--- Begin Task data ---
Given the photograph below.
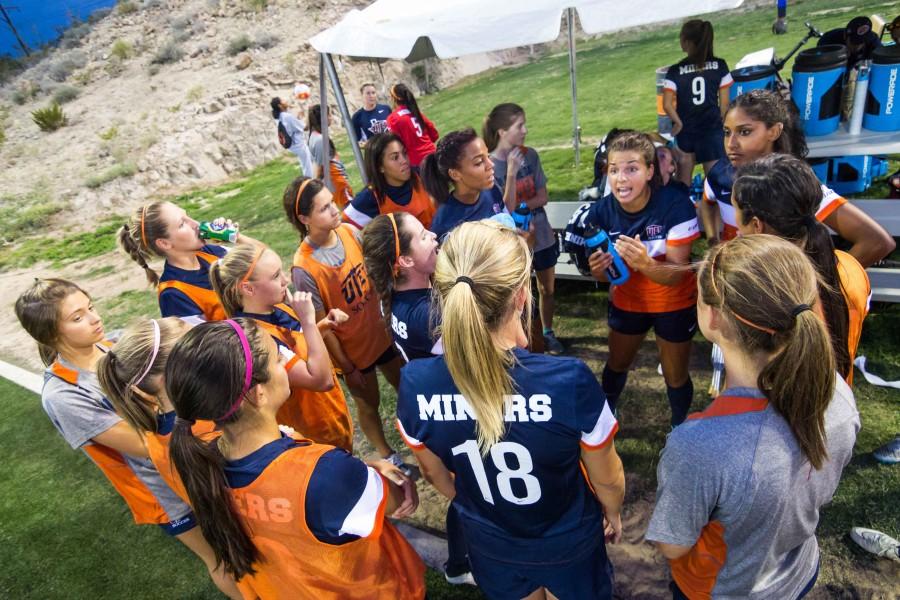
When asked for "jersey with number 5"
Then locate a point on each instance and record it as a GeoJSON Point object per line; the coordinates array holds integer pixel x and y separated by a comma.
{"type": "Point", "coordinates": [697, 93]}
{"type": "Point", "coordinates": [529, 485]}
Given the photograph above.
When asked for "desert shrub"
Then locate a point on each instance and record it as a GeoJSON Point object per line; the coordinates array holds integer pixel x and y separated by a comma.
{"type": "Point", "coordinates": [65, 93]}
{"type": "Point", "coordinates": [122, 49]}
{"type": "Point", "coordinates": [125, 169]}
{"type": "Point", "coordinates": [239, 44]}
{"type": "Point", "coordinates": [50, 118]}
{"type": "Point", "coordinates": [126, 7]}
{"type": "Point", "coordinates": [169, 52]}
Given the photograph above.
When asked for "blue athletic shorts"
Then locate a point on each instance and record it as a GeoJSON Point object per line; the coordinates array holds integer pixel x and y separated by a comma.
{"type": "Point", "coordinates": [704, 145]}
{"type": "Point", "coordinates": [674, 326]}
{"type": "Point", "coordinates": [587, 576]}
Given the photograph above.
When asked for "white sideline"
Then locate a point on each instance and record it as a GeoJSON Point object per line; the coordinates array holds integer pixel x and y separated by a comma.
{"type": "Point", "coordinates": [430, 547]}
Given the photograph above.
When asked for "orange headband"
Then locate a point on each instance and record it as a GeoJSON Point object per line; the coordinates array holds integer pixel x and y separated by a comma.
{"type": "Point", "coordinates": [253, 265]}
{"type": "Point", "coordinates": [396, 242]}
{"type": "Point", "coordinates": [747, 322]}
{"type": "Point", "coordinates": [297, 199]}
{"type": "Point", "coordinates": [143, 235]}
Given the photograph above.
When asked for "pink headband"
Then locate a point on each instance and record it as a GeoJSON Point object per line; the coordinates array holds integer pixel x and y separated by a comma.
{"type": "Point", "coordinates": [248, 368]}
{"type": "Point", "coordinates": [152, 354]}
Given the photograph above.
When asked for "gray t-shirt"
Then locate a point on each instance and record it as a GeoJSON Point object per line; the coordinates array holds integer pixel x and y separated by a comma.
{"type": "Point", "coordinates": [734, 484]}
{"type": "Point", "coordinates": [530, 179]}
{"type": "Point", "coordinates": [80, 412]}
{"type": "Point", "coordinates": [330, 256]}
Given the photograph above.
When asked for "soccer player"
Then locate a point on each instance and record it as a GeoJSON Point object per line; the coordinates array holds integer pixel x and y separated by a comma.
{"type": "Point", "coordinates": [504, 433]}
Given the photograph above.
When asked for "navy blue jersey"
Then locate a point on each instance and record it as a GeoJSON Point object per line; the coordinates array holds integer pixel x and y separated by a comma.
{"type": "Point", "coordinates": [369, 123]}
{"type": "Point", "coordinates": [175, 303]}
{"type": "Point", "coordinates": [342, 504]}
{"type": "Point", "coordinates": [411, 324]}
{"type": "Point", "coordinates": [527, 500]}
{"type": "Point", "coordinates": [453, 212]}
{"type": "Point", "coordinates": [668, 220]}
{"type": "Point", "coordinates": [697, 93]}
{"type": "Point", "coordinates": [364, 206]}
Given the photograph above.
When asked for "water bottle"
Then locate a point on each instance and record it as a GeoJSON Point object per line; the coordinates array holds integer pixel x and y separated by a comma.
{"type": "Point", "coordinates": [522, 216]}
{"type": "Point", "coordinates": [617, 273]}
{"type": "Point", "coordinates": [212, 231]}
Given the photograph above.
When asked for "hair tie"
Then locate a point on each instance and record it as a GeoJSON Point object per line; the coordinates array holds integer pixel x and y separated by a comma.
{"type": "Point", "coordinates": [300, 193]}
{"type": "Point", "coordinates": [248, 368]}
{"type": "Point", "coordinates": [143, 235]}
{"type": "Point", "coordinates": [800, 308]}
{"type": "Point", "coordinates": [396, 232]}
{"type": "Point", "coordinates": [152, 354]}
{"type": "Point", "coordinates": [253, 264]}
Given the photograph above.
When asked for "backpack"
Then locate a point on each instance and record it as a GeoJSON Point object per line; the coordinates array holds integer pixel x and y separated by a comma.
{"type": "Point", "coordinates": [573, 240]}
{"type": "Point", "coordinates": [284, 138]}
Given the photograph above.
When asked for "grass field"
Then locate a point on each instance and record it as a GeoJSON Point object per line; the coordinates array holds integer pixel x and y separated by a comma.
{"type": "Point", "coordinates": [64, 533]}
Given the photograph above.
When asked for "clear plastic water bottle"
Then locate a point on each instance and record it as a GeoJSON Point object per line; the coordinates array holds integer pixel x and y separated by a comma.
{"type": "Point", "coordinates": [212, 231]}
{"type": "Point", "coordinates": [596, 239]}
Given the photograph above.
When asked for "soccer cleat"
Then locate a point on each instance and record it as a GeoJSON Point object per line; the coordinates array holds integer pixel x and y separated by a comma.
{"type": "Point", "coordinates": [889, 454]}
{"type": "Point", "coordinates": [879, 544]}
{"type": "Point", "coordinates": [553, 345]}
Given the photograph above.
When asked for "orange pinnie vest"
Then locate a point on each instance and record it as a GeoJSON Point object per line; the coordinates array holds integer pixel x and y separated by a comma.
{"type": "Point", "coordinates": [364, 337]}
{"type": "Point", "coordinates": [419, 206]}
{"type": "Point", "coordinates": [320, 416]}
{"type": "Point", "coordinates": [297, 565]}
{"type": "Point", "coordinates": [206, 299]}
{"type": "Point", "coordinates": [140, 500]}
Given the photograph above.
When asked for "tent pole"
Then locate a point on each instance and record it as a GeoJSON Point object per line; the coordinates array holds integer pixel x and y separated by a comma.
{"type": "Point", "coordinates": [570, 25]}
{"type": "Point", "coordinates": [345, 115]}
{"type": "Point", "coordinates": [323, 106]}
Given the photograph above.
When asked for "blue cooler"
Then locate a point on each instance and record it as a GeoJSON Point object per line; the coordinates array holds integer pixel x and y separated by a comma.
{"type": "Point", "coordinates": [819, 167]}
{"type": "Point", "coordinates": [818, 83]}
{"type": "Point", "coordinates": [882, 101]}
{"type": "Point", "coordinates": [756, 77]}
{"type": "Point", "coordinates": [850, 174]}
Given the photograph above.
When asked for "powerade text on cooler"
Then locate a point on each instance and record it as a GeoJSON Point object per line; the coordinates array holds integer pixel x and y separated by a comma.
{"type": "Point", "coordinates": [211, 231]}
{"type": "Point", "coordinates": [617, 273]}
{"type": "Point", "coordinates": [522, 216]}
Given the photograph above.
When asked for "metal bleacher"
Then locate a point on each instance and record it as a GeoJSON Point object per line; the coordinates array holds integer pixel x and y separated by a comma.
{"type": "Point", "coordinates": [885, 282]}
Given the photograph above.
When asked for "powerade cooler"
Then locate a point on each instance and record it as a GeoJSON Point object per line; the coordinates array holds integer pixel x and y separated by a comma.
{"type": "Point", "coordinates": [756, 77]}
{"type": "Point", "coordinates": [818, 79]}
{"type": "Point", "coordinates": [882, 101]}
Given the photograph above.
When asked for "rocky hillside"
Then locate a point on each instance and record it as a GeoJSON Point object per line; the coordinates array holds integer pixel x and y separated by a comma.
--- End Task data ---
→ Directive
Go through the listing above and write it all out exactly, leaving out any picture.

→ Answer to the problem
Given the photograph below.
When asked for "jersey with number 5"
Then locate a point on each instance and record it as a GeoJSON Point object per line; the coordinates array holds integer pixel x and y separated by a comma.
{"type": "Point", "coordinates": [697, 93]}
{"type": "Point", "coordinates": [529, 485]}
Given the photograph above.
When asked for "desert shrub"
Then locate a point on each instance and record it as a GeoJSON Point object per line; the coordinates array holds integer pixel x and y separated by a comma.
{"type": "Point", "coordinates": [65, 93]}
{"type": "Point", "coordinates": [122, 49]}
{"type": "Point", "coordinates": [125, 169]}
{"type": "Point", "coordinates": [239, 44]}
{"type": "Point", "coordinates": [50, 118]}
{"type": "Point", "coordinates": [126, 7]}
{"type": "Point", "coordinates": [169, 52]}
Given the photograph above.
When asked for "blue athletic shorts"
Then locate a point on each instance and record it as a GeoJSON Point object per line; the coordinates array holds integer pixel x and y separated by a comma.
{"type": "Point", "coordinates": [704, 145]}
{"type": "Point", "coordinates": [674, 326]}
{"type": "Point", "coordinates": [587, 576]}
Given the photograph above.
When asked for "white sideline"
Then locate a point on each instance and record it as a GeoJSON Point object per line; the coordinates array holds integer pixel x and y separated by a comma.
{"type": "Point", "coordinates": [430, 547]}
Given the photograph above.
When asked for "orange headband"
Then locate a point on each instance and record it as a GeoJSON Point object per line; the coordinates array holds integer pixel x and y separated by a comma.
{"type": "Point", "coordinates": [253, 265]}
{"type": "Point", "coordinates": [396, 242]}
{"type": "Point", "coordinates": [747, 322]}
{"type": "Point", "coordinates": [297, 199]}
{"type": "Point", "coordinates": [143, 235]}
Given the photograph above.
When asked for "pink headband"
Then locate a point on each instance and record it as a GeoJSON Point object per line; the coordinates array holds integer pixel x and y separated by a comma.
{"type": "Point", "coordinates": [248, 368]}
{"type": "Point", "coordinates": [152, 354]}
Given the photograph above.
When asked for "gray t-shirt"
Then locate a point on each instance and record it as a GeoJSON Point object per line; the coordinates array holds integer pixel x and y separated by a comma.
{"type": "Point", "coordinates": [734, 484]}
{"type": "Point", "coordinates": [530, 179]}
{"type": "Point", "coordinates": [80, 412]}
{"type": "Point", "coordinates": [330, 256]}
Given the photograph above.
When asked for "soccer player"
Then locate a point on each instance and record it as a GeoJSON Point object per line; the coordinates array holds integer pixel x and y separated by a comma.
{"type": "Point", "coordinates": [504, 433]}
Given the photograph above.
When asked for "navy blue jersey"
Then locate a point on each instance and record it as a GeoJSON Point object per line; the coordinates array holds integer pixel x and y separated by a comma.
{"type": "Point", "coordinates": [369, 123]}
{"type": "Point", "coordinates": [175, 303]}
{"type": "Point", "coordinates": [342, 504]}
{"type": "Point", "coordinates": [411, 324]}
{"type": "Point", "coordinates": [527, 500]}
{"type": "Point", "coordinates": [453, 212]}
{"type": "Point", "coordinates": [668, 220]}
{"type": "Point", "coordinates": [697, 93]}
{"type": "Point", "coordinates": [364, 206]}
Given the photograph above.
When asked for "water bottle"
Then locate a point on each instance and record it as a GeoJSON Point object per line; the coordinates array holds integer pixel x and y separated by a comma.
{"type": "Point", "coordinates": [522, 216]}
{"type": "Point", "coordinates": [617, 273]}
{"type": "Point", "coordinates": [212, 231]}
Given the photograph above.
When asked for "hair tie"
Then locate a point on each instance and record it as a GeoJSON Point object per line; the coordinates array holds integer pixel x and y separated by a comma.
{"type": "Point", "coordinates": [300, 193]}
{"type": "Point", "coordinates": [248, 368]}
{"type": "Point", "coordinates": [143, 235]}
{"type": "Point", "coordinates": [800, 308]}
{"type": "Point", "coordinates": [396, 232]}
{"type": "Point", "coordinates": [152, 354]}
{"type": "Point", "coordinates": [253, 264]}
Given the photograph above.
When asked for "backpack"
Then locate a point on each instance and record it as a GeoJSON Point object per line; the coordinates array holds integer pixel x and y separated by a comma.
{"type": "Point", "coordinates": [573, 240]}
{"type": "Point", "coordinates": [284, 138]}
Given the photograph above.
When asked for "grass field"
Then locate a point on each instance and record it as a GeoJSON Point object per line; the coordinates array holds integer pixel x and y separated by a comma.
{"type": "Point", "coordinates": [64, 533]}
Given the photograph above.
When asked for "clear plastic water bottle"
Then locate a point on each instance and record it as a GeoJSON Point object per line; the coordinates array holds integer pixel x and y separated by a comma.
{"type": "Point", "coordinates": [212, 231]}
{"type": "Point", "coordinates": [596, 239]}
Given the photograph above.
When asked for "soccer cleat"
Then locate a point on each instance and record it as a GeoJSON Point object per line; the coordinates array holds integer pixel x and y separated by a comma.
{"type": "Point", "coordinates": [889, 454]}
{"type": "Point", "coordinates": [879, 544]}
{"type": "Point", "coordinates": [553, 345]}
Given the photograph above.
When asked for "orange pinnie vest"
Then locate a point on each instance and record it as a GeoJSON Point object per line; the coordinates array holds integer pixel x and y separated by a comma.
{"type": "Point", "coordinates": [364, 337]}
{"type": "Point", "coordinates": [419, 206]}
{"type": "Point", "coordinates": [320, 416]}
{"type": "Point", "coordinates": [297, 565]}
{"type": "Point", "coordinates": [206, 299]}
{"type": "Point", "coordinates": [140, 500]}
Given the photograph above.
When asked for "tent pole"
Then locate a point on each instance and record it as a GeoJSON Point object per line; the coordinates array holds integer pixel x and y separated by a comma.
{"type": "Point", "coordinates": [570, 25]}
{"type": "Point", "coordinates": [345, 115]}
{"type": "Point", "coordinates": [323, 106]}
Given the photograph above.
When asked for "blue cooler"
Then locate a point on each instance and record it as a GeoJSON Point object per line; the coordinates array holds integer pixel x and y separated by a comma.
{"type": "Point", "coordinates": [819, 167]}
{"type": "Point", "coordinates": [818, 83]}
{"type": "Point", "coordinates": [882, 101]}
{"type": "Point", "coordinates": [756, 77]}
{"type": "Point", "coordinates": [850, 174]}
Given the photograph above.
When asked for "powerade text on cooler"
Then locate a point on each instance and record it as a GeoJSON Point object per line; the coordinates array holds integer pixel x and y separated by a comma.
{"type": "Point", "coordinates": [211, 231]}
{"type": "Point", "coordinates": [617, 273]}
{"type": "Point", "coordinates": [522, 216]}
Given the photograph above.
When asked for "metal bleacher"
Then locate a point on each instance and record it as a GeoJSON Point object per line; the coordinates array holds integer pixel x and y separated by a comma.
{"type": "Point", "coordinates": [885, 282]}
Given the photograph above.
When asked for "powerade cooler"
Then locate a point on each instance and record it as a GeoJSON Point object per line; the coordinates array holds integer pixel x and y separated by a comma.
{"type": "Point", "coordinates": [756, 77]}
{"type": "Point", "coordinates": [818, 79]}
{"type": "Point", "coordinates": [882, 101]}
Given the photograph above.
When asked for "rocky hillside"
Then locate a point on each instance and record it as a GeoJSON Point object per line; the coordinates array holds integer pixel x and y separated by a comma.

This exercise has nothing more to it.